■ **Consignes**
1. D'après le texte sur le blanchiment de l'argent, qu'est-ce que la police espagnole a saisi ?
2. Poursuivez le texte sur le blanchiment de l'argent à partir de sa dernière phrase.

■ **Extrait choisi**

Le blanchiment : cette
page 74 où tu dénonces l’alchimie qu’est en soi la transparence apporte, si
j’ose dire, le comble de ta démonstration. Il faut que l’argent se montre,
écris-tu, pour que sa visibilité le purifie. Et le visible va servir de cache,
puisque le visible intensifie le fictif. Ici, à propos d’argent propre et
d’argent sale, je me dis que les mafias de la drogue servent de paravent au
même titre que le FN. Aujourd’hui même, la nouvelle du jour était la saisie par
la police espagnole – mais on ne s’extasiait que l’action du juge X- de je ne
sais combien de centaines de kilos de cocaïne. Il serait facile d’annuler le
trafic en légalisant la distribution des drogues dures, mais quelle perte pour
la « justice » et la publicité de la pureté de l’argent…
C’est désormais la « grande
exploitation » qui est blanchie. L’histoire est devenue un trompe-l’œil.
Et le capital, le mouvement vers un monde égalitaire. L’incroyable est devenu
parfaitement consommable. Il l’est chaque jour un peu plus : « ensorcellement
idéologique » ! Echange de l’espérance contre la rente.

■ **Enregistrements extraits**
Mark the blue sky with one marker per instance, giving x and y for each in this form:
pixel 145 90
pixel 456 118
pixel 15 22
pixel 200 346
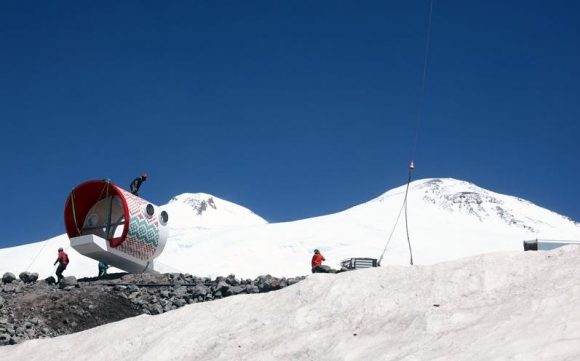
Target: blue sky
pixel 292 109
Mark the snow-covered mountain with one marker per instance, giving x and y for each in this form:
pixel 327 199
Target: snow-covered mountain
pixel 446 219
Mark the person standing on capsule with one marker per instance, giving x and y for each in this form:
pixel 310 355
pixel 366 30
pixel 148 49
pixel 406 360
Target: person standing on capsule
pixel 62 263
pixel 317 259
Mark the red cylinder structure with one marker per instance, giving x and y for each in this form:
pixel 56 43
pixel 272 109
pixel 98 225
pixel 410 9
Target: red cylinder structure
pixel 109 224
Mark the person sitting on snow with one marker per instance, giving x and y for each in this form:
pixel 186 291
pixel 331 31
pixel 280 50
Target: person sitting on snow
pixel 63 262
pixel 136 184
pixel 317 259
pixel 103 268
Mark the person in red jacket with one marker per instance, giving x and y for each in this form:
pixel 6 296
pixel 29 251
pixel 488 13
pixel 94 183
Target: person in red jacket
pixel 63 262
pixel 317 262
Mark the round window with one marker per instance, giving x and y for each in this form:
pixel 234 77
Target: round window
pixel 150 210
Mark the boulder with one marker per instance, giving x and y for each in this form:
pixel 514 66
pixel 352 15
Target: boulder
pixel 27 277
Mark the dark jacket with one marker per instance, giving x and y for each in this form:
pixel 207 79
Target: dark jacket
pixel 136 184
pixel 62 258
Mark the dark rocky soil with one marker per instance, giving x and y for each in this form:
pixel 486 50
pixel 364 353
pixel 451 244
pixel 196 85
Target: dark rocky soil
pixel 37 309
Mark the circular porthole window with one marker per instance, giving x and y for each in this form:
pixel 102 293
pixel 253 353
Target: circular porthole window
pixel 164 217
pixel 150 210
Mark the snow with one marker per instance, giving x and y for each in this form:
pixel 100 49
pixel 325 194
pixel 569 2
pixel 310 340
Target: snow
pixel 472 294
pixel 499 306
pixel 227 238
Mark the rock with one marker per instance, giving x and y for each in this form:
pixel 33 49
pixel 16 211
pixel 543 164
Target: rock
pixel 199 291
pixel 26 277
pixel 8 277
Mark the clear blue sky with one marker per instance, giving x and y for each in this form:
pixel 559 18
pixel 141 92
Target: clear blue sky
pixel 292 109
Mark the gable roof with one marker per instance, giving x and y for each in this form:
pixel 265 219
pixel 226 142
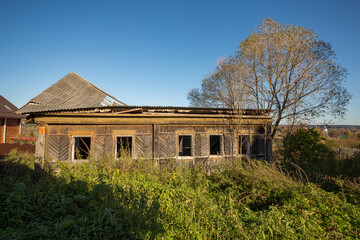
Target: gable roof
pixel 7 109
pixel 70 92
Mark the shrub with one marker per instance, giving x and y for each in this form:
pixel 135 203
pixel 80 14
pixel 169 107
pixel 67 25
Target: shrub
pixel 308 149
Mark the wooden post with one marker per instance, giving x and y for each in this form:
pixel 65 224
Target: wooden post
pixel 40 147
pixel 156 141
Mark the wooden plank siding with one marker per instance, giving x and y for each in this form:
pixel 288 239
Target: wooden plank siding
pixel 156 140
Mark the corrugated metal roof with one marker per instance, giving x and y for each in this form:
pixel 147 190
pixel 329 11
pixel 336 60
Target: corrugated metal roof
pixel 7 109
pixel 75 94
pixel 70 92
pixel 160 109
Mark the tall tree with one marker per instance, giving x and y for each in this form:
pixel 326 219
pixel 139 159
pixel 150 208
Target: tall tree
pixel 282 68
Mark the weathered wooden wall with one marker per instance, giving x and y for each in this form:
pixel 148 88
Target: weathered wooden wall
pixel 160 141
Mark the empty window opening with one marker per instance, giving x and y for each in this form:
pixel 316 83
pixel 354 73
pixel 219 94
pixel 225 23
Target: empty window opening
pixel 215 144
pixel 185 146
pixel 258 145
pixel 82 146
pixel 244 144
pixel 123 146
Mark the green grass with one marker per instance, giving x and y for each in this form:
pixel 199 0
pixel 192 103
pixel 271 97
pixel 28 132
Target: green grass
pixel 108 199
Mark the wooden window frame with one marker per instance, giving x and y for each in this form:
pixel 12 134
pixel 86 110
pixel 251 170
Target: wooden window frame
pixel 132 144
pixel 240 147
pixel 221 145
pixel 73 146
pixel 192 145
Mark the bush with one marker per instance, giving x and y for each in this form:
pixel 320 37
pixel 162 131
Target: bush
pixel 307 149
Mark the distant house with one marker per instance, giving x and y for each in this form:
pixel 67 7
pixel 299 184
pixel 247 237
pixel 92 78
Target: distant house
pixel 77 119
pixel 10 123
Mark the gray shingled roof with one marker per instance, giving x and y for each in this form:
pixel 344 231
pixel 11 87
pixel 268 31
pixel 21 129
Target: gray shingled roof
pixel 7 109
pixel 70 92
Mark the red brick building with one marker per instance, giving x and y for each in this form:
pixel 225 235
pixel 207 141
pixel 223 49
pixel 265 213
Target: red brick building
pixel 10 123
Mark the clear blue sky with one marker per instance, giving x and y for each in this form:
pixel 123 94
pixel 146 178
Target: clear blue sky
pixel 153 52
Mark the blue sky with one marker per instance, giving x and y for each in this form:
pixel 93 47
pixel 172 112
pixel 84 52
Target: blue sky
pixel 153 52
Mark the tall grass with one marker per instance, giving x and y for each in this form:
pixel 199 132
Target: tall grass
pixel 141 199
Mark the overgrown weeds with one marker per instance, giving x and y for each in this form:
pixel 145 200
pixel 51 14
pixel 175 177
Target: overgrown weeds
pixel 142 199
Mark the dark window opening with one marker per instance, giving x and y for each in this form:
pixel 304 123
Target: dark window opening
pixel 82 146
pixel 123 146
pixel 185 146
pixel 215 144
pixel 244 144
pixel 258 145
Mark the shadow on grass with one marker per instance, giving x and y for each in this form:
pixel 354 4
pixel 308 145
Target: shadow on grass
pixel 39 205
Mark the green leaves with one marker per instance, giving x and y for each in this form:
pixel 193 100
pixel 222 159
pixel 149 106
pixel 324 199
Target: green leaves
pixel 239 200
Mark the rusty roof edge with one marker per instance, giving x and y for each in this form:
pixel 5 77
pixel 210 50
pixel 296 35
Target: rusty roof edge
pixel 76 110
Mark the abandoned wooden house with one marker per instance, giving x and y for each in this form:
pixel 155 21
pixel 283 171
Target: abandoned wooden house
pixel 76 119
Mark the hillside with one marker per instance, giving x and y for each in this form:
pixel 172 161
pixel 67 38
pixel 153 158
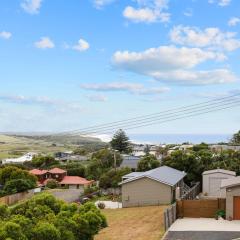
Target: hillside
pixel 14 145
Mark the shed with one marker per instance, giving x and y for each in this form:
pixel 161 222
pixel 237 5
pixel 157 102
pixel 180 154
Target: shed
pixel 212 182
pixel 152 187
pixel 232 186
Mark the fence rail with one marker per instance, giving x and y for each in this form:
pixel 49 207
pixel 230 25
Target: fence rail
pixel 170 216
pixel 204 208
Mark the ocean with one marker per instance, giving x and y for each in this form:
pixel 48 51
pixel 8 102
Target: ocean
pixel 179 138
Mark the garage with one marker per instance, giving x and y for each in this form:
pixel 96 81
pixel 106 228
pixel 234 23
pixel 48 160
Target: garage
pixel 236 210
pixel 232 187
pixel 212 182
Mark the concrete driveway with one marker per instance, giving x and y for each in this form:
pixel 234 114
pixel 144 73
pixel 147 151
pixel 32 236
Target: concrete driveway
pixel 110 204
pixel 203 229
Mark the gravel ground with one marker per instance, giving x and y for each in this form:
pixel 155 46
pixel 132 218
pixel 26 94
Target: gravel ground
pixel 194 235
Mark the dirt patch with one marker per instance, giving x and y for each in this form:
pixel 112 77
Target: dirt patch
pixel 145 223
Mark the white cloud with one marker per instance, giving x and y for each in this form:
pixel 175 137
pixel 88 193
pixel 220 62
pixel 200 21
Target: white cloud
pixel 97 98
pixel 175 65
pixel 209 37
pixel 148 11
pixel 5 35
pixel 44 101
pixel 163 58
pixel 221 3
pixel 216 76
pixel 188 12
pixel 44 43
pixel 101 3
pixel 31 6
pixel 233 21
pixel 224 3
pixel 82 45
pixel 133 88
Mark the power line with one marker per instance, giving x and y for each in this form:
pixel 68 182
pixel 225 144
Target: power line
pixel 154 115
pixel 165 118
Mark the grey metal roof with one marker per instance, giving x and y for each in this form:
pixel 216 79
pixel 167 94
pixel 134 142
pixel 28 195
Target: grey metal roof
pixel 164 174
pixel 218 170
pixel 230 182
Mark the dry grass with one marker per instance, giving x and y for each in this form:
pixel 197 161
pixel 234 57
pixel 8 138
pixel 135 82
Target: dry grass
pixel 145 223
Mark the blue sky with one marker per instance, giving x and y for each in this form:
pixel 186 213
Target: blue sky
pixel 71 64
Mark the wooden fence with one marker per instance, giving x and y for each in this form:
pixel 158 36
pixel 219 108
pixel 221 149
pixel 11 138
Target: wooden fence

■ **Réponses**
1. Des centaines de kilos de cocaïne.

2.
« Domination » :
tu charges ce mot d’un sens toujours plus fort, plus précis, tout en lui
reconnaissant un arrière-pays obscur (page 90). Mais, grâce à toi, le mot
travaille à réduire cette obscurité parce qu’il la considère au lieu de faire
comme si elle était résolue.
Et la considérant, il l’attaque.
Au fond, ta « domination » englobe pouvoir et contre-pouvoir dans une
alliance contre-nature, identique à celle du bourreau et de la victime quand
cette dernière s’offre au couteau (tu y as d’ailleurs fait allusion au début).
La « domination », dis-tu, ne pèse à personne dès lors que tous la
désirent. Ma « sensure » est au fond l’un des moyens qui assure sa
pénétration. Car elle est pénétrante mais au gré d’une contamination
imperceptible.
Le capitalisme peut tirer
profit du ressentiment, tirer profit de la honte : il est « totalitaire »
et lui seul pour la raison qu’il peut même tirer profit de ce mot et le rendre
honorable. Car son totalitarisme est finalement plus innocent que tout ce qui
peut lui être comparé.
Il y a une transsubstantiation
à l’œuvre dans tous les domaines : elle aboutit à garder le « sens »
tout en ayant changé le sens du sens, si je puis dire. Il manque peut-être à
ton livre d’analyser ce qu’il en est du langage dans cette opération, mais tu
analyses si bien l’opération que le lecteur a tout en tête pour y réfléchir. »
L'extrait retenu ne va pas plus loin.